=== INPUT FOR THIS TASK ===
┌────────
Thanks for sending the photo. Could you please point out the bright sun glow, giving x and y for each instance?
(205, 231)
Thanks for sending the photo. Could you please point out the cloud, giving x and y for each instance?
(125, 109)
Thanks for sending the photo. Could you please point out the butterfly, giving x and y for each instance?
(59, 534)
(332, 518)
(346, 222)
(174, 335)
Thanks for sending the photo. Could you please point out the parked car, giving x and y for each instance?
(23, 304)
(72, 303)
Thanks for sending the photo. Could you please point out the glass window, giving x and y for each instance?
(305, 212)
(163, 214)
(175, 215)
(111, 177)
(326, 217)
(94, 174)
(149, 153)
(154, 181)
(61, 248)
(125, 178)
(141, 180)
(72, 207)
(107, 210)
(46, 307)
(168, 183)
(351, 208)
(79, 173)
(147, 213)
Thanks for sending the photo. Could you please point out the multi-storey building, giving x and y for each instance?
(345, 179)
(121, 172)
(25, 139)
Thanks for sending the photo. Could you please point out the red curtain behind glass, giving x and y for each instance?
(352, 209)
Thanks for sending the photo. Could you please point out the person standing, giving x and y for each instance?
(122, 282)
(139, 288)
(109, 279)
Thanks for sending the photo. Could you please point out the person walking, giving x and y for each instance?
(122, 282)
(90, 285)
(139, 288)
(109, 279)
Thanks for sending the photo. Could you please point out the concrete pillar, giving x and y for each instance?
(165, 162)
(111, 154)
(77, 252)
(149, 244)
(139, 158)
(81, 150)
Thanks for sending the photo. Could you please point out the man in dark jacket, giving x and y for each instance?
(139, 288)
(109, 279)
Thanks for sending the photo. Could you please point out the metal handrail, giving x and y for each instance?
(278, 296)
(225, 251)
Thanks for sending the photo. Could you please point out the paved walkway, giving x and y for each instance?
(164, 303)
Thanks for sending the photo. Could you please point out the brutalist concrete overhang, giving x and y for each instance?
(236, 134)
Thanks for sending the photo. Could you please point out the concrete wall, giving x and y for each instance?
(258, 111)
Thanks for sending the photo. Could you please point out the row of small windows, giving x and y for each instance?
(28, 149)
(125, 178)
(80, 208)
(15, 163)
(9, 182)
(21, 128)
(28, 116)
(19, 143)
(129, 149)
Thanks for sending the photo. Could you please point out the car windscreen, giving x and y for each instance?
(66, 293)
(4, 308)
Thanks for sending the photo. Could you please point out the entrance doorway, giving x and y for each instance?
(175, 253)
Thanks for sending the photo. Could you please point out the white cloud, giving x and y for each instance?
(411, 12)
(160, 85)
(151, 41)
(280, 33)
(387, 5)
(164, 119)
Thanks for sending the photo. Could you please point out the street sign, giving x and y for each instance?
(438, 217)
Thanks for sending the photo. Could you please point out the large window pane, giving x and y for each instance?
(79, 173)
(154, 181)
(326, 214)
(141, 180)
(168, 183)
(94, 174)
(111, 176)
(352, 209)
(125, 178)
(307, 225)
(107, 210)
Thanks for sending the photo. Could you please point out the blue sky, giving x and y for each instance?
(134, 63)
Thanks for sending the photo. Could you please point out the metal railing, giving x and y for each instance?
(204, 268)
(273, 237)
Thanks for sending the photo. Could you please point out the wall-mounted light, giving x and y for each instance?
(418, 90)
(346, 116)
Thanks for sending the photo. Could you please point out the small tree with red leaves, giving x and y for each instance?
└────────
┌────────
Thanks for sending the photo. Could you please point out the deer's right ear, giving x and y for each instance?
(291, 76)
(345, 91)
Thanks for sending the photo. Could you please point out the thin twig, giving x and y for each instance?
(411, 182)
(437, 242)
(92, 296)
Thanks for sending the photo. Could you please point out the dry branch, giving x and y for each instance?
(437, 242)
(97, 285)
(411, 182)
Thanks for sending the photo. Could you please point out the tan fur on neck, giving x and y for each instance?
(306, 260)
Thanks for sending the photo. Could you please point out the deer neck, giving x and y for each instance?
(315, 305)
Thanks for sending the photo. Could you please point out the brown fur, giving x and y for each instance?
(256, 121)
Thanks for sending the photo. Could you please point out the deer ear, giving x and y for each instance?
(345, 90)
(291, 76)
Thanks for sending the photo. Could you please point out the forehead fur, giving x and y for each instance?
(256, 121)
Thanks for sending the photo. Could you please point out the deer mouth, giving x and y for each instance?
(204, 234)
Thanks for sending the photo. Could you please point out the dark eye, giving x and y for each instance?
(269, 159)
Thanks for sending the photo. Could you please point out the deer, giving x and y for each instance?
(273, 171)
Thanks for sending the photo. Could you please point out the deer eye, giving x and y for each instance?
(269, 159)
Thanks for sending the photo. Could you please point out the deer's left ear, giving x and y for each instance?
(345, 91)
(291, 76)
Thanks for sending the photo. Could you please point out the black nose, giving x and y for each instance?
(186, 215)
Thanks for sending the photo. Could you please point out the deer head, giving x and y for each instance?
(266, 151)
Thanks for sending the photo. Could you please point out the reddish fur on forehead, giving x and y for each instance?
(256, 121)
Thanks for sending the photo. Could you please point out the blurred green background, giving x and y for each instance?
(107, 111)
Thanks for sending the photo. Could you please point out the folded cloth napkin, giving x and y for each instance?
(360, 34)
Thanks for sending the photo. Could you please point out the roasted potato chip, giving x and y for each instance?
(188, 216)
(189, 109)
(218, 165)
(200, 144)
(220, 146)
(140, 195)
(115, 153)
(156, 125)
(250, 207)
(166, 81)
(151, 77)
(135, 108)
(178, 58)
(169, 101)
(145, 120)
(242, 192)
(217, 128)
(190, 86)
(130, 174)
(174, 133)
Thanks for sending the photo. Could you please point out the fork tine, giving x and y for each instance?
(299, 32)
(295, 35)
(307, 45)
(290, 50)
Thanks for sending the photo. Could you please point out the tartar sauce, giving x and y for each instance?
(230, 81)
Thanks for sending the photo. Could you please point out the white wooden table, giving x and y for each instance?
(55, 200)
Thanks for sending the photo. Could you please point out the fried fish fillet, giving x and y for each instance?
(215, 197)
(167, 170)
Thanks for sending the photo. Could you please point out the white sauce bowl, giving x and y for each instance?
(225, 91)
└────────
=== ACTIVITY ===
Above are the entries. Copy exactly the part that opens with the line containing "light, giving x and y for each instance?" and closes with the line containing "leaves, giving x and y for each instance?", and no more.

=== ANSWER TO THIS TASK ===
Thanks for sending the photo. Could you please point out the wall-mounted light, giving x and y for each instance?
(418, 90)
(346, 116)
Thanks for sending the photo. Could you please point out the small tree with red leaves, giving x and y for each instance?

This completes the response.